» **Request**
Extract the lines beginning at the one that holds "like [(118, 57)]." and ending at the final line of the material below, keeping them exact and leaving out all pictures.

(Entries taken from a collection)
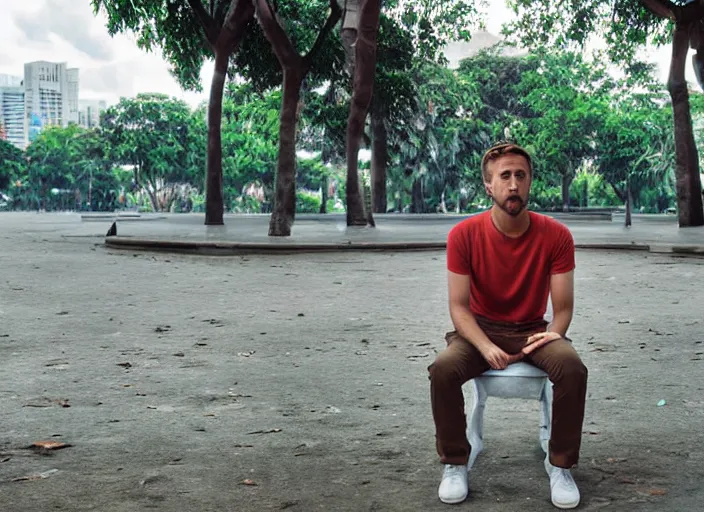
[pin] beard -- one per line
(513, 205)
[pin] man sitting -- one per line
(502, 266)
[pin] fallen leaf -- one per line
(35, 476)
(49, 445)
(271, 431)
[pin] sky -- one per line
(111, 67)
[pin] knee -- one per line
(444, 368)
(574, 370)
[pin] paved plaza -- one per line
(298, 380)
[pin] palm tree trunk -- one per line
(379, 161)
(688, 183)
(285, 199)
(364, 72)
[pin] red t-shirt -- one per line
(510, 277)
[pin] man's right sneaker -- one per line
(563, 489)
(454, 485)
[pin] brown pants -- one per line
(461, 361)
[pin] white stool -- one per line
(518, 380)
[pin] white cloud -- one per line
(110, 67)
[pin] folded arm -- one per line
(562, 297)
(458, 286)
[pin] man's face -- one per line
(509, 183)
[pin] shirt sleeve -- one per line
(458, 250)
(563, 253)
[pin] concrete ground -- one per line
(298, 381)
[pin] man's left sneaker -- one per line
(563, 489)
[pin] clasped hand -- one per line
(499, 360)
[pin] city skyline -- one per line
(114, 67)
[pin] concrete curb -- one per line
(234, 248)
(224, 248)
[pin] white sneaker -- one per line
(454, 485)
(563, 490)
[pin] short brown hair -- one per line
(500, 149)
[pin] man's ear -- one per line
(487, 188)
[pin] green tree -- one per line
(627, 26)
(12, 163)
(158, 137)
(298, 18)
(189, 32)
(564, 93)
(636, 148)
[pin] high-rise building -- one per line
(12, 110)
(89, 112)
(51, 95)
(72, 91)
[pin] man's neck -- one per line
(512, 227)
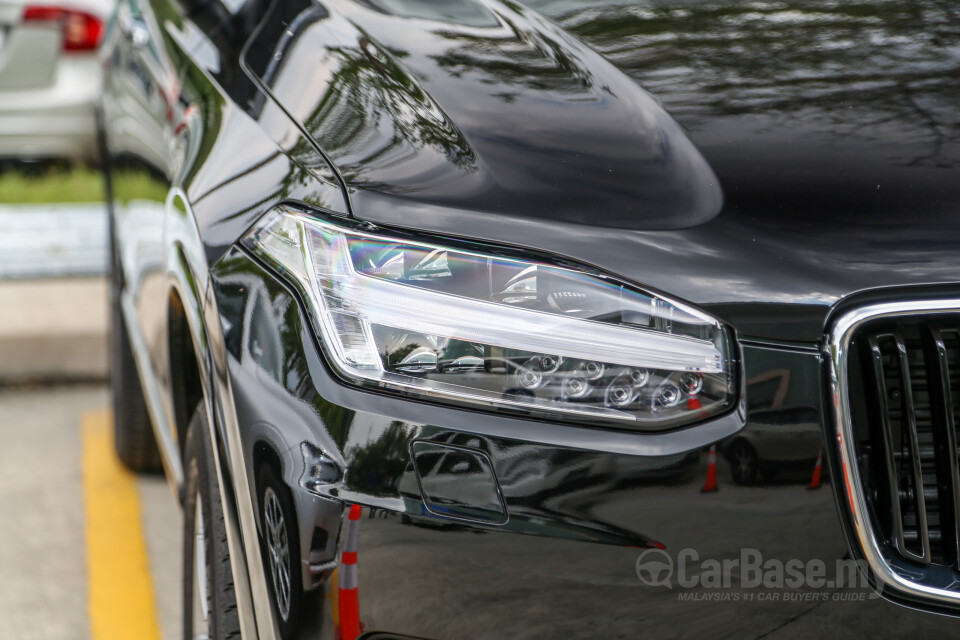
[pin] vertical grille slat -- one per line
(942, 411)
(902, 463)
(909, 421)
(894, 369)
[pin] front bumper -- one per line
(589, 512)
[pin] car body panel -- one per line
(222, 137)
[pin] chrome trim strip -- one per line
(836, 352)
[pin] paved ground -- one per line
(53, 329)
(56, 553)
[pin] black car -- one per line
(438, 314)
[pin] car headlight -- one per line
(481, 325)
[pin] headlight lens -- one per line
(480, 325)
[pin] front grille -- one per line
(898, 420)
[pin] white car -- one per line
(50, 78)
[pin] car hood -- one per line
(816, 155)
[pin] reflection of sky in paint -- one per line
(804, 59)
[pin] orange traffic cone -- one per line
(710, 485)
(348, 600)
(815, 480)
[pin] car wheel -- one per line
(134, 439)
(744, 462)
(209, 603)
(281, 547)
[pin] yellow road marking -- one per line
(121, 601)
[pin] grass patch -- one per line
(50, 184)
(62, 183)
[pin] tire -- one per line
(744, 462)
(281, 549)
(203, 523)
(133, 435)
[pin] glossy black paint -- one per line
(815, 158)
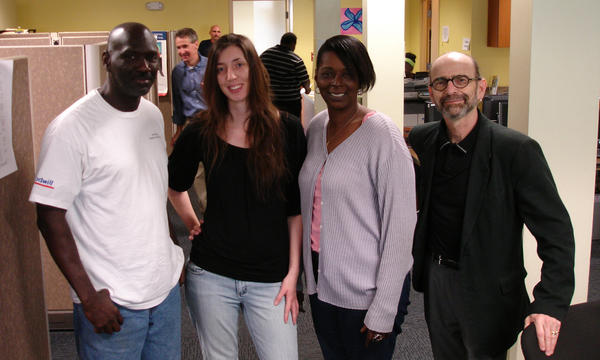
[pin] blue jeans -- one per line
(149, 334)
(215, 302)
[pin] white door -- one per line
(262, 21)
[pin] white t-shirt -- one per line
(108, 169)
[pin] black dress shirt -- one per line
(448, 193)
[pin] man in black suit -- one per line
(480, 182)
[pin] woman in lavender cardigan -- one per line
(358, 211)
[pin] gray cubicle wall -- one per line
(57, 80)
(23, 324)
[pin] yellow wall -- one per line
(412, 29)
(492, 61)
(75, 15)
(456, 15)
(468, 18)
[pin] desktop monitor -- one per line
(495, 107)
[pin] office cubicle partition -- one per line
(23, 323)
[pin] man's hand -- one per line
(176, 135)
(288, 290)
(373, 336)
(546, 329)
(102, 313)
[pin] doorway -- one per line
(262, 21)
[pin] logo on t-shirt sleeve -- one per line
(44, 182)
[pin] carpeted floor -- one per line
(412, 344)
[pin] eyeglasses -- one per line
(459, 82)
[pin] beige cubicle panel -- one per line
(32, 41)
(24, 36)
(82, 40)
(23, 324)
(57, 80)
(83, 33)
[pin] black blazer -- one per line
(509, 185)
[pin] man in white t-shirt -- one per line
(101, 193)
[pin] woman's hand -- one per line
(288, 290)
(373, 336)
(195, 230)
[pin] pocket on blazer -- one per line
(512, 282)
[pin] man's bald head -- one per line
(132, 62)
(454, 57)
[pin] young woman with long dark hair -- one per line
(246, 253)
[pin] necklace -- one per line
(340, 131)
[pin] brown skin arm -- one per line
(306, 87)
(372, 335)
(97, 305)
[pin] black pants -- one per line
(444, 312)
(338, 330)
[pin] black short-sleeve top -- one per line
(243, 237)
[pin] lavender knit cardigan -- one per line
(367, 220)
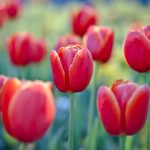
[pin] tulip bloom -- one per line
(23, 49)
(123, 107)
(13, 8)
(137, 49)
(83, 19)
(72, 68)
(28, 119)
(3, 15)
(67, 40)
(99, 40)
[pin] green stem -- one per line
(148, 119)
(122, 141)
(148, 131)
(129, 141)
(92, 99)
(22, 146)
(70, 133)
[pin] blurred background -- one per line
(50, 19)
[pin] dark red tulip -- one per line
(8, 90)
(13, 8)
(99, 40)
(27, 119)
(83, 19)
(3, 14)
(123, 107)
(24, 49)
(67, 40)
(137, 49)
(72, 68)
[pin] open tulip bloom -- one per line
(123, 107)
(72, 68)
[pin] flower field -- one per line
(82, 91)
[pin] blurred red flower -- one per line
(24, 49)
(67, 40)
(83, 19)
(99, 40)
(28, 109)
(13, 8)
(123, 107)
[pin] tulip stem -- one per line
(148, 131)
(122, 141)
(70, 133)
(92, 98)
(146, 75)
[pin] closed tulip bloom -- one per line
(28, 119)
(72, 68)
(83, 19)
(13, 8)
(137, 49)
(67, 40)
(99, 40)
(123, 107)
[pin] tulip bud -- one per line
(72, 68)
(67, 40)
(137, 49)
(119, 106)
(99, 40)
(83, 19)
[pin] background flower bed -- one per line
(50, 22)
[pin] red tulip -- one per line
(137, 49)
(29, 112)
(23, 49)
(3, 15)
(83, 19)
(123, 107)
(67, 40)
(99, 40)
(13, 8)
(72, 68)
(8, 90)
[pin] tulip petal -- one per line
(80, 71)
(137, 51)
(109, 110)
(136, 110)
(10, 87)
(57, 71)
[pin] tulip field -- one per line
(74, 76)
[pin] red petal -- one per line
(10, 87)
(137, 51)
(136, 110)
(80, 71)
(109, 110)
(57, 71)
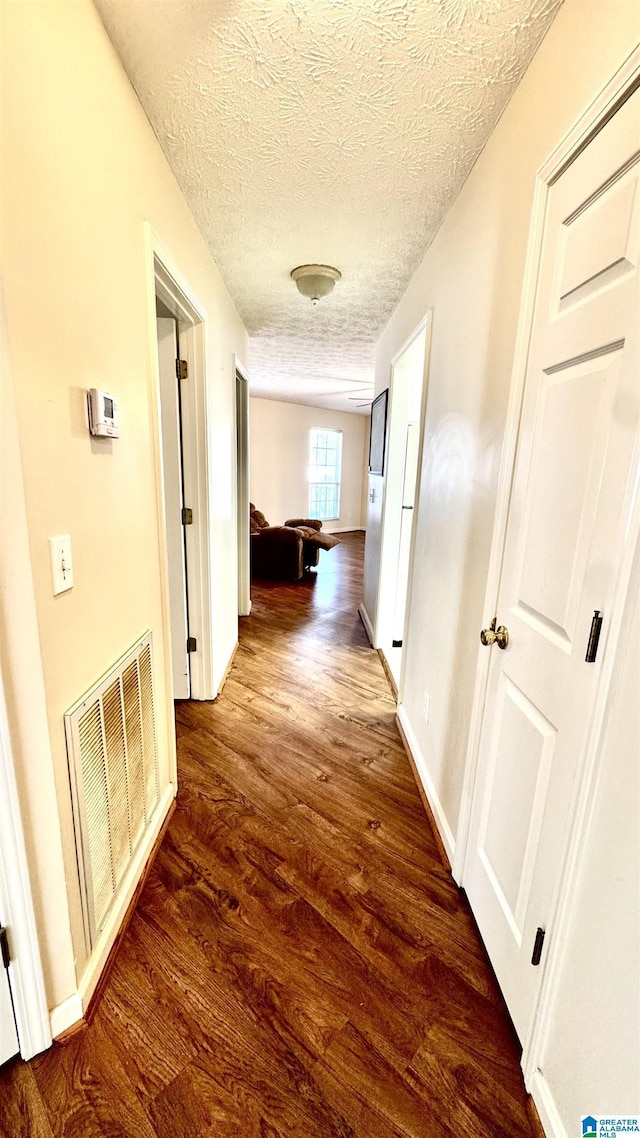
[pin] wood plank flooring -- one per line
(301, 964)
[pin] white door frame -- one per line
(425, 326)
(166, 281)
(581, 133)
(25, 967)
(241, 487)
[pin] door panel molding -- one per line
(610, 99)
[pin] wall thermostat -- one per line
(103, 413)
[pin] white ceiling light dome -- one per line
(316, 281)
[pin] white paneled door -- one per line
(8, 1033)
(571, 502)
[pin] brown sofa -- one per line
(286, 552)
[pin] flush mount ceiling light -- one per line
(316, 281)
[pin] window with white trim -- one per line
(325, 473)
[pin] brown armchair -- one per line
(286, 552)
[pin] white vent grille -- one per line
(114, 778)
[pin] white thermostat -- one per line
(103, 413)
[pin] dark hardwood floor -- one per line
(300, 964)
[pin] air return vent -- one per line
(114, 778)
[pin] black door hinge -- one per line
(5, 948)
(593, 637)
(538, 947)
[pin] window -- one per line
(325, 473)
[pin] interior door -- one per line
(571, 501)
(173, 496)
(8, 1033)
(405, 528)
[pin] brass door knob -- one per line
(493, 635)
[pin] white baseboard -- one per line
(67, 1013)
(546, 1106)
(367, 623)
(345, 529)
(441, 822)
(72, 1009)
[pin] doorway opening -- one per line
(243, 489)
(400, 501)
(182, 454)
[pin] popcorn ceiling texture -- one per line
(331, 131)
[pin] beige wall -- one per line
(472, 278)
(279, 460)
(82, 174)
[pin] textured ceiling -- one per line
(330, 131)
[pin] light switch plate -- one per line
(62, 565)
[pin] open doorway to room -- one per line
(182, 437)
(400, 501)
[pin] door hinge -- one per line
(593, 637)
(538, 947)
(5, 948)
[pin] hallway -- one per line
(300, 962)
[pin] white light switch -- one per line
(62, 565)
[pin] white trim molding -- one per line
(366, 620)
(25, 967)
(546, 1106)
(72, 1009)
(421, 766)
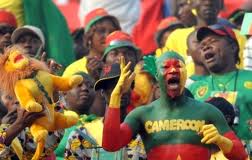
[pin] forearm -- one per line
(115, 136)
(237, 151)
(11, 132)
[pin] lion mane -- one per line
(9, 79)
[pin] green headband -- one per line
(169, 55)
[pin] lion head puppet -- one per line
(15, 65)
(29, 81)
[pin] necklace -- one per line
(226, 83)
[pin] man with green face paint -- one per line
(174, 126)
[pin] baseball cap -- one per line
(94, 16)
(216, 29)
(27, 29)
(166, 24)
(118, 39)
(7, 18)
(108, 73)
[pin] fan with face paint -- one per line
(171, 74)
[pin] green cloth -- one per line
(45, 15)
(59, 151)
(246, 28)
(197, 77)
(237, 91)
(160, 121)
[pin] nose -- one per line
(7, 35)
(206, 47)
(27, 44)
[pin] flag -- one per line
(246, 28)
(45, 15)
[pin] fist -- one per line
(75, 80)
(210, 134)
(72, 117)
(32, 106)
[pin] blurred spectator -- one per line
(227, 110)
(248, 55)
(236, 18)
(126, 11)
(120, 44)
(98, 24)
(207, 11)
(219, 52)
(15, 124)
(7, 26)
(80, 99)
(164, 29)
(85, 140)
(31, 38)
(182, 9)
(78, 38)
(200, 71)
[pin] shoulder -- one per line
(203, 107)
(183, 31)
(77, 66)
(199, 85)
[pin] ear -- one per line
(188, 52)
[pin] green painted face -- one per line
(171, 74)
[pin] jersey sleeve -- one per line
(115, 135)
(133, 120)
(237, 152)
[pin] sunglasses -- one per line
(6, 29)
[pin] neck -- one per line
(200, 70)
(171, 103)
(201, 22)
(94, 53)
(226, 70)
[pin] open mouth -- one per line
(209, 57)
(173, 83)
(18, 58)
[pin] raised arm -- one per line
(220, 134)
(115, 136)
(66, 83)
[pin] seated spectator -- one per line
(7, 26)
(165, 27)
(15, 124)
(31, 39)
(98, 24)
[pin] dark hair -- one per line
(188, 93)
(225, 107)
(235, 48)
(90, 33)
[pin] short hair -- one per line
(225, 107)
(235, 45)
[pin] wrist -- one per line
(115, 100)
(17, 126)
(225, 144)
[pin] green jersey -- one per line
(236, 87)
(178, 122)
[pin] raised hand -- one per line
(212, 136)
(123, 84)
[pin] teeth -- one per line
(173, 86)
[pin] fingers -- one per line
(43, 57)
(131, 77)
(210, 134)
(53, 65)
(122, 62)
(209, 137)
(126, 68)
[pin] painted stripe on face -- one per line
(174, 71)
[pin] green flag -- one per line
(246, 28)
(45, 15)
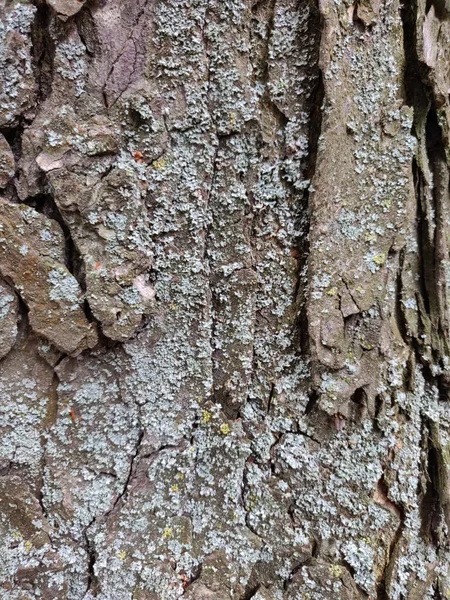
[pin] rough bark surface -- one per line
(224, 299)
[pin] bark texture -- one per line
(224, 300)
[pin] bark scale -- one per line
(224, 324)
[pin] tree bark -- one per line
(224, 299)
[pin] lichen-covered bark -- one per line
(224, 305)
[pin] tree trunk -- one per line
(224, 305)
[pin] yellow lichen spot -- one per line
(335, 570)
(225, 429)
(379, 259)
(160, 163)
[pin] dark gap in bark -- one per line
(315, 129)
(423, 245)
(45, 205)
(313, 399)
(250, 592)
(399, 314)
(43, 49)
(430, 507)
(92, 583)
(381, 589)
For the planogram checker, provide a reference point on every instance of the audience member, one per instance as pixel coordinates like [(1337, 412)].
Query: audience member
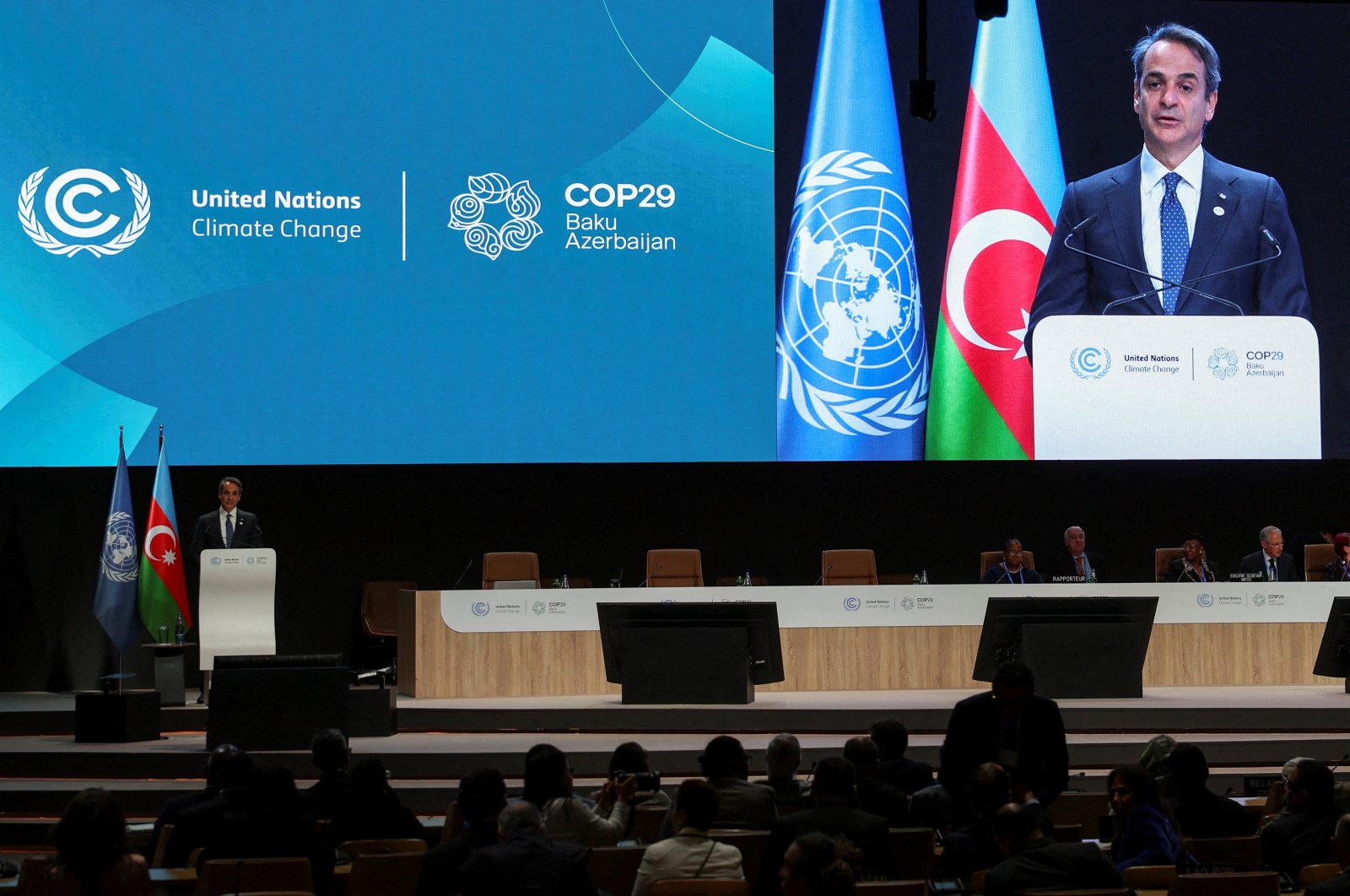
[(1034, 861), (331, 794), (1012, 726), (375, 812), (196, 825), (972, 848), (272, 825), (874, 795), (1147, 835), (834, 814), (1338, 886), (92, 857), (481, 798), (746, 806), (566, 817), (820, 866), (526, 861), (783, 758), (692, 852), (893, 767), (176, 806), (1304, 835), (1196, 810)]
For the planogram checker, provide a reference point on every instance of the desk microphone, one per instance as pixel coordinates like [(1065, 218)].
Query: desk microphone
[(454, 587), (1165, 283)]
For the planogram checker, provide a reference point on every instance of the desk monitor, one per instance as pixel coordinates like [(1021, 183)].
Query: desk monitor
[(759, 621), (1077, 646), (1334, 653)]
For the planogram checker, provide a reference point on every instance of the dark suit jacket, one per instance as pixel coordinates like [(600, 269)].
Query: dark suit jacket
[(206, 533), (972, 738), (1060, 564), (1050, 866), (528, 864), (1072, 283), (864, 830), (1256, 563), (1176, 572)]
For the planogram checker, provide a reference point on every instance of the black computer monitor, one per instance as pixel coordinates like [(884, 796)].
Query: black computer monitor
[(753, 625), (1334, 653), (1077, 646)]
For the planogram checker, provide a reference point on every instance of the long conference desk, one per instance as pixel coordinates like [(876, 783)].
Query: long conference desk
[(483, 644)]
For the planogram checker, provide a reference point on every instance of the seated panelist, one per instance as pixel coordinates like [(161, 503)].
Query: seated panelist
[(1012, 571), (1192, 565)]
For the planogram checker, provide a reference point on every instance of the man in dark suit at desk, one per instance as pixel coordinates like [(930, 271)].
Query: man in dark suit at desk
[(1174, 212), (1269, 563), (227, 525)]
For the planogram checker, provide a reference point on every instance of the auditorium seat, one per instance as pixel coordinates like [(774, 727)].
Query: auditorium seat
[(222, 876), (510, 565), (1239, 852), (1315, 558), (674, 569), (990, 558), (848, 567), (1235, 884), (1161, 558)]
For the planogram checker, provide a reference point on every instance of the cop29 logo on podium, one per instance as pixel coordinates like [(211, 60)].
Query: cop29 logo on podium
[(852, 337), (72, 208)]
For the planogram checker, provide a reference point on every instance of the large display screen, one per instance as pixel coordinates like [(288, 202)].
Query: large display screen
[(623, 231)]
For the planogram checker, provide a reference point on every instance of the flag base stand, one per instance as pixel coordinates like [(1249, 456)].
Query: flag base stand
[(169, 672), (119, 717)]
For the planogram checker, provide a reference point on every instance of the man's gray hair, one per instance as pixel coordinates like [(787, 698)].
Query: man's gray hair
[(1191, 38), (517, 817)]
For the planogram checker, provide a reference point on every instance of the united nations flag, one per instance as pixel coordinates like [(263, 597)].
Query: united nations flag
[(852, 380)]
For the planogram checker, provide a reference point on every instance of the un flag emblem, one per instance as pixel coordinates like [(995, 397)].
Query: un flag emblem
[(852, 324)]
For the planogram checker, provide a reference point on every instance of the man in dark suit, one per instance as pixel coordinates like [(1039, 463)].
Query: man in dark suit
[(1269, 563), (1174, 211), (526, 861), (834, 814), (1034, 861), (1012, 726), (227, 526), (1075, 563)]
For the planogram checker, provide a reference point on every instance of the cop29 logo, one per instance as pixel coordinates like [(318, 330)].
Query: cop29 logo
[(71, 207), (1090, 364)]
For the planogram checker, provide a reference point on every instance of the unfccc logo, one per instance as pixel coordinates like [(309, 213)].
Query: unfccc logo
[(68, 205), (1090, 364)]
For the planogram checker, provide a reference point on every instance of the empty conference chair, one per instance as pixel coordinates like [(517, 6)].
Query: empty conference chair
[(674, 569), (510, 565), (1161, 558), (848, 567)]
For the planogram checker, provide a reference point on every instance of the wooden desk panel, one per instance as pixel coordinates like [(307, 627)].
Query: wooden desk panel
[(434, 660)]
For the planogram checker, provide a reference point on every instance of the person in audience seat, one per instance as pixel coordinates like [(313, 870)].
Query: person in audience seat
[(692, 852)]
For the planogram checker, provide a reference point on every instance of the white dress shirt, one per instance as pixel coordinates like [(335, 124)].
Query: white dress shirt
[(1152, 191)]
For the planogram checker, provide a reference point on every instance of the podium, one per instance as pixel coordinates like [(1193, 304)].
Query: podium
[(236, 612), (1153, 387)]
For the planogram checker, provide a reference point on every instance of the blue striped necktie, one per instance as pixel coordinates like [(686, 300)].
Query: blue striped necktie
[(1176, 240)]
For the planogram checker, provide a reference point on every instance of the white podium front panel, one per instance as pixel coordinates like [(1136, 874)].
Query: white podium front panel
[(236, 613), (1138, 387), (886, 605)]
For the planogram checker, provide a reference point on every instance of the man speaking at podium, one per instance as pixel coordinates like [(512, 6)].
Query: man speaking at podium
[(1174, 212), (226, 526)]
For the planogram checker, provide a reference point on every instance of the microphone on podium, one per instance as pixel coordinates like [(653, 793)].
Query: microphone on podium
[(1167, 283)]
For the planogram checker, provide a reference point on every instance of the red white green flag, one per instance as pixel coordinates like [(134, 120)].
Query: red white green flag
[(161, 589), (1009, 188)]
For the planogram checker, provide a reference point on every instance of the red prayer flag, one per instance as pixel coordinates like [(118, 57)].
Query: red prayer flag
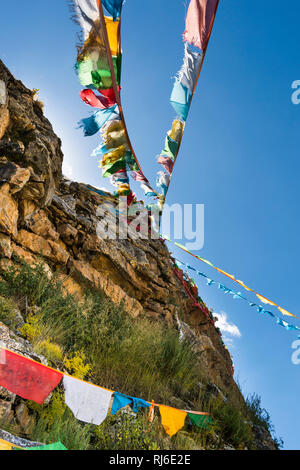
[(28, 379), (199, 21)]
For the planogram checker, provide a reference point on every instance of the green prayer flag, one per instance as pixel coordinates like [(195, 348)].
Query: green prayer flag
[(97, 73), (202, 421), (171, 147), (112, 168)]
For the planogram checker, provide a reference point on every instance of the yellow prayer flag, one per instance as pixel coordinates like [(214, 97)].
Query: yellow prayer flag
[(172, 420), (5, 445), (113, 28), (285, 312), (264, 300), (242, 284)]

» **The response**
For the planogram checker, provide a reference point on every instance of the red prayer flag, one per instance as pixel coordinates like [(118, 57)].
Query: red prayer flag
[(28, 379), (199, 21)]
For the planogram checker, provide a reference point on every instance of the green prayer flag, one per instance as pixel coordinates like [(195, 348)].
Query: green prayer flag
[(97, 73), (202, 421), (171, 147), (112, 168)]
For the planogram checker, provide a reference point on every instance of the yellow prayer flag, one per instance as pixel coordinates like [(214, 97)].
Query: yellow prayer flag
[(172, 420), (5, 445), (113, 28), (285, 312), (264, 300), (242, 284)]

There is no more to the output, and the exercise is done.